▶ _TASK STATEMENT_: Set down the entries below once more, precisely as they stand.

▶ _TASK DATA_:
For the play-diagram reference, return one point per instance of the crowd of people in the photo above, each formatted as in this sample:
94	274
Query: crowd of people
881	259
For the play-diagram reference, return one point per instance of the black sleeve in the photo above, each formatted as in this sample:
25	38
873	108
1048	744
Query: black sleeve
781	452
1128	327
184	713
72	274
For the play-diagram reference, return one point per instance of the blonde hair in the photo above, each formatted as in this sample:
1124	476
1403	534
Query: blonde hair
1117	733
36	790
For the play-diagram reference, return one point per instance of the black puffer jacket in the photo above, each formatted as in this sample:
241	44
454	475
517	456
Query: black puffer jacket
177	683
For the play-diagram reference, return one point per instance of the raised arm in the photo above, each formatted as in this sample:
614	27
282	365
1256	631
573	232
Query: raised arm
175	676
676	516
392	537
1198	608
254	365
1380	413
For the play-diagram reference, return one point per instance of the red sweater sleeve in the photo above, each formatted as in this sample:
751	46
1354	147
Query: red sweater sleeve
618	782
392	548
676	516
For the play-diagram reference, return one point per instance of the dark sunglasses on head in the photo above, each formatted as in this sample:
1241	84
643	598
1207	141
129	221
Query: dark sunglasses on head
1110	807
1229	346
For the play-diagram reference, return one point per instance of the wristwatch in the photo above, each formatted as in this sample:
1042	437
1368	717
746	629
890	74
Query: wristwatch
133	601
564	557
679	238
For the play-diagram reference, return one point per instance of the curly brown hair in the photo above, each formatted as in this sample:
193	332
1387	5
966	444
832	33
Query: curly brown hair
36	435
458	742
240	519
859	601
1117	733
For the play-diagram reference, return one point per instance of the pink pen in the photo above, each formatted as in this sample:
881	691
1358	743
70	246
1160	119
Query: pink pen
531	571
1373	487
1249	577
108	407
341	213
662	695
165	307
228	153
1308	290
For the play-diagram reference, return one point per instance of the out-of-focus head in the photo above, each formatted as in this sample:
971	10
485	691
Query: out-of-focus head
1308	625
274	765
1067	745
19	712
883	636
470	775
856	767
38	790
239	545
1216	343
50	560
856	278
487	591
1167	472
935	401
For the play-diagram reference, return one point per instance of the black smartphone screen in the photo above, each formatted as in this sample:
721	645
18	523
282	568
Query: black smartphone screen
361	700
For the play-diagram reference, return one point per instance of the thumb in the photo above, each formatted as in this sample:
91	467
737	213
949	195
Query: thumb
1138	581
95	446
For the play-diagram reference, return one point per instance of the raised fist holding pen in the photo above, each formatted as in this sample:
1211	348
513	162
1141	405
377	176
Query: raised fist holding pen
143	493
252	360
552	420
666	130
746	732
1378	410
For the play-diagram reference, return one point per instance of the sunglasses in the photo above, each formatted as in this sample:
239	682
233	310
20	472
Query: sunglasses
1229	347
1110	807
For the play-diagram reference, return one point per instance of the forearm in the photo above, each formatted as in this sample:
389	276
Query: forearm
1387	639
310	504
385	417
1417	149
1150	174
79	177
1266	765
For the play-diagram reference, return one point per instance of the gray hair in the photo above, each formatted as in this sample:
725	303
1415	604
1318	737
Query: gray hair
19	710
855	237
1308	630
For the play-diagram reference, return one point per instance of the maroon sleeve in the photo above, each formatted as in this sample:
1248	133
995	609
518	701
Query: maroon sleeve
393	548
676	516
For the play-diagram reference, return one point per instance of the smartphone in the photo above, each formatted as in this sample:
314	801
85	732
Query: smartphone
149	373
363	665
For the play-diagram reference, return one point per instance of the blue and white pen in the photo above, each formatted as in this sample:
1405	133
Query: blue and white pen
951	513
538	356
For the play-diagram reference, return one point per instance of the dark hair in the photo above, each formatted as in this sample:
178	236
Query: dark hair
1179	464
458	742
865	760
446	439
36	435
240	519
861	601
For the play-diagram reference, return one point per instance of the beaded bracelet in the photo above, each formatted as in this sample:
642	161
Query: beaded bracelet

▶ _EXERCISE ANSWER_:
For the play-diagram reference, return one point per instance of the crowd of people in the photo above, each formatted as in this sample:
94	274
Query: crowd of people
881	259
For the play-diagram reference, return one point per instance of the black sleeve in the photo above, each formatted as in this sample:
25	38
873	108
1048	744
Query: black sleeve
781	452
1128	327
184	713
72	274
For the play-diagram reference, return one point per instance of the blonde hair in the photo above, each formatted as in this sample:
1124	476
1403	534
Query: blonde hair
1117	733
36	790
For the play-diagram reference, return one point per instance of the black puffer jacket in the photo above, each formatted as in this sample:
241	44
454	475
517	456
Query: black puffer jacket
177	683
For the play-diagram reference, return one point per instance of the raised arm in the photo above, each formatted as in this sample:
614	27
282	365
1256	631
573	232
Query: raised arm
175	676
676	516
392	537
1198	608
254	365
1380	413
For the play-diagram reference, return one point per instance of the red sweater sleeve in the photo above, each formatted as in this sample:
751	46
1354	147
Query: red sweater sleeve
618	782
392	548
676	516
For the play-diagram reference, return one point per instance of the dark sunglasses on head in the photo above, each formatted as in this sample:
1241	84
643	598
1207	141
129	221
Query: dark sunglasses on head
1110	807
1229	346
For the play-diagram reference, return one point per instance of the wristwatch in the photo above, each formatted as in this sample:
1042	437
1368	717
746	629
890	74
Query: wristwatch
133	601
564	557
679	238
For the play-diagram reference, return one point per instance of the curly brown hair in the photo above, each formatted as in this sample:
193	332
1387	5
966	444
832	33
Query: curly brown hair
36	435
458	742
240	519
859	601
1117	733
For the play-diagram reference, return one point per instance of the pink pen in the photo above, each formatted as in this sample:
881	691
1358	743
70	246
1160	119
Query: pink pen
531	571
1373	487
1249	577
108	407
341	213
662	695
165	307
228	153
1308	290
For the play-diagram reference, return one point per instance of the out-of-focus head in the photo above, each formatted as in this sample:
971	10
485	691
Query: out-of-focus head
1308	625
274	765
1067	745
19	712
883	636
470	775
856	767
38	790
239	545
1216	343
50	560
856	278
487	591
1167	472
935	401
For the play-diagram reference, return one point per instance of the black smartphone screen in the photo above, each formatted as in this sample:
721	645
18	523
282	568
Query: black smartphone screen
361	700
For the play-diagram reference, return one point per instance of the thumb in the photo above, each formatted as in this sample:
91	467
737	213
949	195
Query: thumb
1138	581
95	446
For the play-diagram reference, return one point per instance of the raised fist holding pen in the photo above, each formatted as in this sample:
1211	348
513	162
1141	405
377	176
Query: raised fist holding pen
143	493
252	360
552	420
666	130
746	732
1378	410
For the play-diagram reference, return one point per instance of the sunglasses in the photo above, each formatted as in this sample:
239	682
233	310
20	472
Query: sunglasses
1229	347
1110	807
For the play-diagram reference, return one point per instance of the forearm in the photo above, each formatted as in this sample:
389	276
Query: forearm
1387	639
310	504
385	417
1417	149
1150	174
79	177
1266	765
For the play-diagram reference, return one point per instance of the gray hair in the photo above, each formatted as in this sample:
725	303
1415	604
1318	737
Query: gray hair
19	710
855	237
1308	630
For the play-diagram reference, return one point per instance of the maroon sleeve in the photo above, each formatted as in this sample:
1248	133
995	609
518	701
Query: maroon sleeve
393	548
676	516
For the play-diagram reference, return one point per instance of the smartphone in the photo above, each formatted as in this sample:
314	801
85	732
Query: smartphone
149	373
363	665
For the play-diagram reference, return one point per instance of the blue and white pen in the photo above, each formatted as in this sample:
1405	133
Query: blue and white pen
951	513
538	356
For the play-diagram reference, return one point per instance of the dark hair in the photo above, each formatted as in this sample:
178	236
Query: dark hair
1179	464
458	742
865	760
446	439
36	435
240	519
861	601
For the play-diagram reference, return one point per instance of the beaded bracelet in the photo above, each formatted as in this sample:
642	161
Query: beaded bracelet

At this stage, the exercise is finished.